Dataset records:
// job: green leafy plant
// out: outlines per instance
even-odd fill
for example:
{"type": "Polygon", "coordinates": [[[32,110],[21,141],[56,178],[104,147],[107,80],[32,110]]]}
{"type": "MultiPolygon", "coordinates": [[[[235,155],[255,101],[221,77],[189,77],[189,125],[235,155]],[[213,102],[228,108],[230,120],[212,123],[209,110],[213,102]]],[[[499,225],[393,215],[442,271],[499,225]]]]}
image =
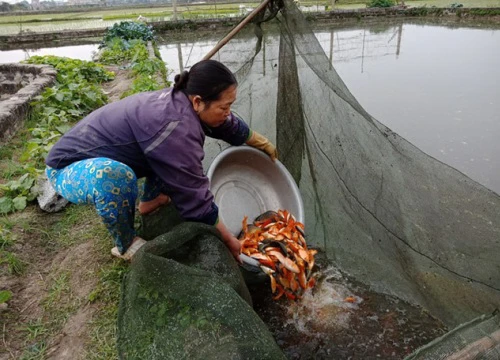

Objective: Can you copy every line of the records above verbatim, leaving out the pictures?

Solution to this task:
// job: green leafy plant
// out: outlines per instance
even-odd fill
for example:
{"type": "Polygon", "coordinates": [[[32,110],[21,141],[56,178],[104,147],[107,80],[32,110]]]}
{"type": "MultiPolygon", "coordinates": [[[[235,155],[255,101],[221,77],[189,77],[189,125],[235,155]],[[213,102],[228,108],[230,120],[212,123],[209,110],[213,102]]],[[[499,225],[393,215],[442,271],[499,225]]]]}
image =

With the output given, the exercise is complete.